__Problem__.
From the records below, transcribe exactly the lines that begin at the line with "box: [840, 621, 861, 760]" and end at the line with "positive clicks: (854, 707) (852, 750)", both included.

───── Data excerpts

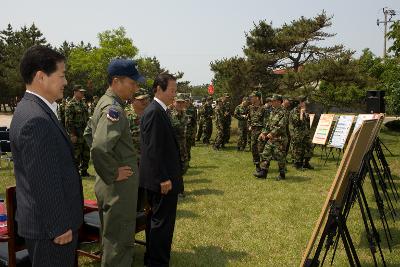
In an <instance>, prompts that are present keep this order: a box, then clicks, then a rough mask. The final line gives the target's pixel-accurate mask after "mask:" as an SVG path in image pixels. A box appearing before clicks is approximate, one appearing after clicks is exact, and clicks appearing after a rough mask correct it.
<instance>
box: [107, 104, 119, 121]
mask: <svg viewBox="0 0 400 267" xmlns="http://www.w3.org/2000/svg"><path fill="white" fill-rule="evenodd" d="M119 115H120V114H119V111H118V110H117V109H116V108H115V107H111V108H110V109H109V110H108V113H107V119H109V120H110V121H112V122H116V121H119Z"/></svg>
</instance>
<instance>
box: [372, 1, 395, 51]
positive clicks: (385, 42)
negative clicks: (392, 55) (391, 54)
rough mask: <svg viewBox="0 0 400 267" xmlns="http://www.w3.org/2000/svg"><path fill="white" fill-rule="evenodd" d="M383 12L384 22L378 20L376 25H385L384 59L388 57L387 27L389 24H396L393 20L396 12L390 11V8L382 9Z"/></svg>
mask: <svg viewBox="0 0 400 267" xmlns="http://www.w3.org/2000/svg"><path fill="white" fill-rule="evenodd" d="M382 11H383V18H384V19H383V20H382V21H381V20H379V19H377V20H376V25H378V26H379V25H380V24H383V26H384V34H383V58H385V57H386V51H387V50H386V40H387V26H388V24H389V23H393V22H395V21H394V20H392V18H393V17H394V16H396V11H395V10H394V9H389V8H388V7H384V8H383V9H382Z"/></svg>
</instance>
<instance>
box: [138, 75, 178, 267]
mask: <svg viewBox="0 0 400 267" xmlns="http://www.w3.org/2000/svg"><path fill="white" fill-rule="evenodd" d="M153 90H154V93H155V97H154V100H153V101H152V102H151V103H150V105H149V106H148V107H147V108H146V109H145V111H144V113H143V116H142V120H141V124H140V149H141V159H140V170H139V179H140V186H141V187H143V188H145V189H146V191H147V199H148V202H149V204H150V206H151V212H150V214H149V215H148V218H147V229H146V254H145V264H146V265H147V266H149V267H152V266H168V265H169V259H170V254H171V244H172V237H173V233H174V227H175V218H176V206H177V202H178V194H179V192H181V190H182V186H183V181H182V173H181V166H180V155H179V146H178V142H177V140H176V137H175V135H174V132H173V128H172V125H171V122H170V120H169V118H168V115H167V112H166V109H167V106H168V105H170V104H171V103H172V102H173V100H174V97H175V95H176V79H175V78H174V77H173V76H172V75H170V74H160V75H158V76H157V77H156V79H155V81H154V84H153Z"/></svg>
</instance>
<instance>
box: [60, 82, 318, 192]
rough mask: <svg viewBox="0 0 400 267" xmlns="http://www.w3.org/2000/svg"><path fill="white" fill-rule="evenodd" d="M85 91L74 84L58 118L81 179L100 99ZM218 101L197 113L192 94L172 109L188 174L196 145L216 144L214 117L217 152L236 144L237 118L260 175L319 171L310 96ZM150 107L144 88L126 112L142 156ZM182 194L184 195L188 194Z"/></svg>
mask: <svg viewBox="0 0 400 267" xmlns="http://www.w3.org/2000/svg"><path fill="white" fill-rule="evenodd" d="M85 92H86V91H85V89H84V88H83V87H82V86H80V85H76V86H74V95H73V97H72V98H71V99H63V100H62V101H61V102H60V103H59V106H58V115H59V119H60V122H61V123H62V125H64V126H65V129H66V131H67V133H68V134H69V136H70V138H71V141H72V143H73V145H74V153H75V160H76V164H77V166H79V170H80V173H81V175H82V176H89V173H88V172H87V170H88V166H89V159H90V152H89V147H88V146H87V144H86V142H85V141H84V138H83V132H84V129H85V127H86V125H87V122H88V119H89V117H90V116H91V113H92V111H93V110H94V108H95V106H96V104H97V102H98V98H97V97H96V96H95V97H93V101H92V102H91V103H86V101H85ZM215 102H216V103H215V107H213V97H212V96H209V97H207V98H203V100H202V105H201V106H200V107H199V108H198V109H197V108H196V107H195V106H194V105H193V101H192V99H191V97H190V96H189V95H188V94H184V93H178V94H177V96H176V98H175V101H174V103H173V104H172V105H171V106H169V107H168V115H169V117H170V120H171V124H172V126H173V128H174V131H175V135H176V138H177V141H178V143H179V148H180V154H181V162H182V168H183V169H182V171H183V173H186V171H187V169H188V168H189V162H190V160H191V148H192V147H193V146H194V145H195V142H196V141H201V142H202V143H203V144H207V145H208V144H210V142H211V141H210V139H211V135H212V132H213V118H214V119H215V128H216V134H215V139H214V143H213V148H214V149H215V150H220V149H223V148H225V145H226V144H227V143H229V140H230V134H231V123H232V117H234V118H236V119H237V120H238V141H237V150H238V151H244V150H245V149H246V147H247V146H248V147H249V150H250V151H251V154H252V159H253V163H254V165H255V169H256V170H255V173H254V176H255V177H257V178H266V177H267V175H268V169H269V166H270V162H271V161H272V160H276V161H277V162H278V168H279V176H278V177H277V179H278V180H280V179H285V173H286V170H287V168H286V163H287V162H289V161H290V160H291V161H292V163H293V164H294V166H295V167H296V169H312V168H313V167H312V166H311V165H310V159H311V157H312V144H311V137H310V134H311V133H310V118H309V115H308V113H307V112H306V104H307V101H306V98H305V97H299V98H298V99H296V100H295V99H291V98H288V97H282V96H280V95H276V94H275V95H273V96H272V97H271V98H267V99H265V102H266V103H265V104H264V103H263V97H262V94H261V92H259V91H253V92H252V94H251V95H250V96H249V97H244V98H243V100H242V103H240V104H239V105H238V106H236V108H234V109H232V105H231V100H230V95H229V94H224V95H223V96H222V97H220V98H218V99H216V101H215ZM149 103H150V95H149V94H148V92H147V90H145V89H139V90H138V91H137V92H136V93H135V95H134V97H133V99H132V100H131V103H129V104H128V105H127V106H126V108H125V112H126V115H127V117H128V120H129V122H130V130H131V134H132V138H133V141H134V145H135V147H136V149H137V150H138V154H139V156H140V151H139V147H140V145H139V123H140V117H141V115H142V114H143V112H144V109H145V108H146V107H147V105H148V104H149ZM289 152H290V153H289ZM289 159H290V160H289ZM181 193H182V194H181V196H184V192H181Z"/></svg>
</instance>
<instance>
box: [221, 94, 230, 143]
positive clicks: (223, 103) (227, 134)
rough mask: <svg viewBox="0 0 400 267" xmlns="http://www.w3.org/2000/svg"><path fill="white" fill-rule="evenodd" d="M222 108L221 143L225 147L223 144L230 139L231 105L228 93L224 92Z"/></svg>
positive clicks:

──────────
───── Data excerpts

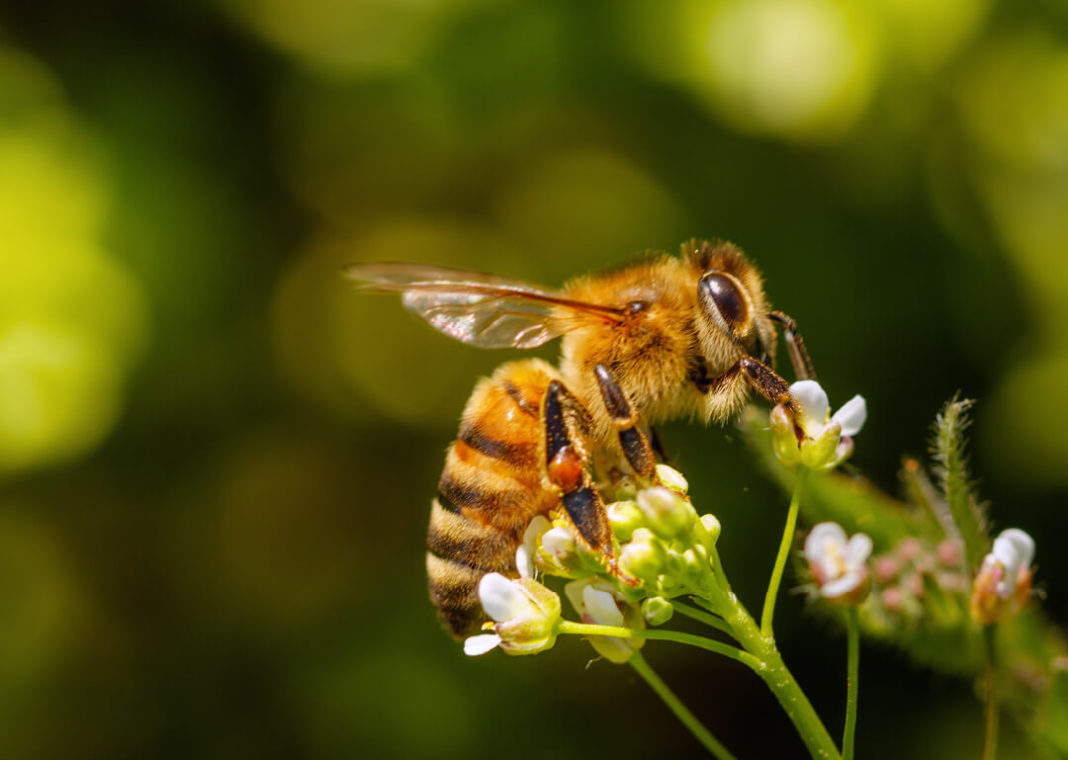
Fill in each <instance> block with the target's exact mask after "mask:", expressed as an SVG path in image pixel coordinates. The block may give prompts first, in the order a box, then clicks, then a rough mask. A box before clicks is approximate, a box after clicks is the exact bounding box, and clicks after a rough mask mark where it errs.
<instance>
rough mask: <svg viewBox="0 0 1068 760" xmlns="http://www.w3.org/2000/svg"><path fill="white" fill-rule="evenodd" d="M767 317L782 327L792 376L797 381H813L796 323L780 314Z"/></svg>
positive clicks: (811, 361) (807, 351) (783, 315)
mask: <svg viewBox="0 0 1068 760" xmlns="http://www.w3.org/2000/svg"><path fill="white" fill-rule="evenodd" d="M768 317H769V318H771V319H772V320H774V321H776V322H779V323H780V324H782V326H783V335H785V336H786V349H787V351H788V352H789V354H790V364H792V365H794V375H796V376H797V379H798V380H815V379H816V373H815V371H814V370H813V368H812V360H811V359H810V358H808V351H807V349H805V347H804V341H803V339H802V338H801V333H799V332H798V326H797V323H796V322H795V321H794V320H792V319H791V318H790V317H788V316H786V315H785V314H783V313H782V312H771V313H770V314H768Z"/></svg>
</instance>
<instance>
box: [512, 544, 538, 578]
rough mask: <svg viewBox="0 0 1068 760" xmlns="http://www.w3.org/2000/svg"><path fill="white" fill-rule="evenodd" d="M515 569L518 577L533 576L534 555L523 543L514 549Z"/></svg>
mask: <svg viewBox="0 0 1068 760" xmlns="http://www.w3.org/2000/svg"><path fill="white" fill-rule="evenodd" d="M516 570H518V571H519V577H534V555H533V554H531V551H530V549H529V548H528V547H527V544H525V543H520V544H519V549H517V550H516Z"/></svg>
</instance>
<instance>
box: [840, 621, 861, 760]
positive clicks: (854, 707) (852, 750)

──────────

__Result of the task__.
box: [840, 621, 861, 760]
positive clicks: (854, 707) (852, 750)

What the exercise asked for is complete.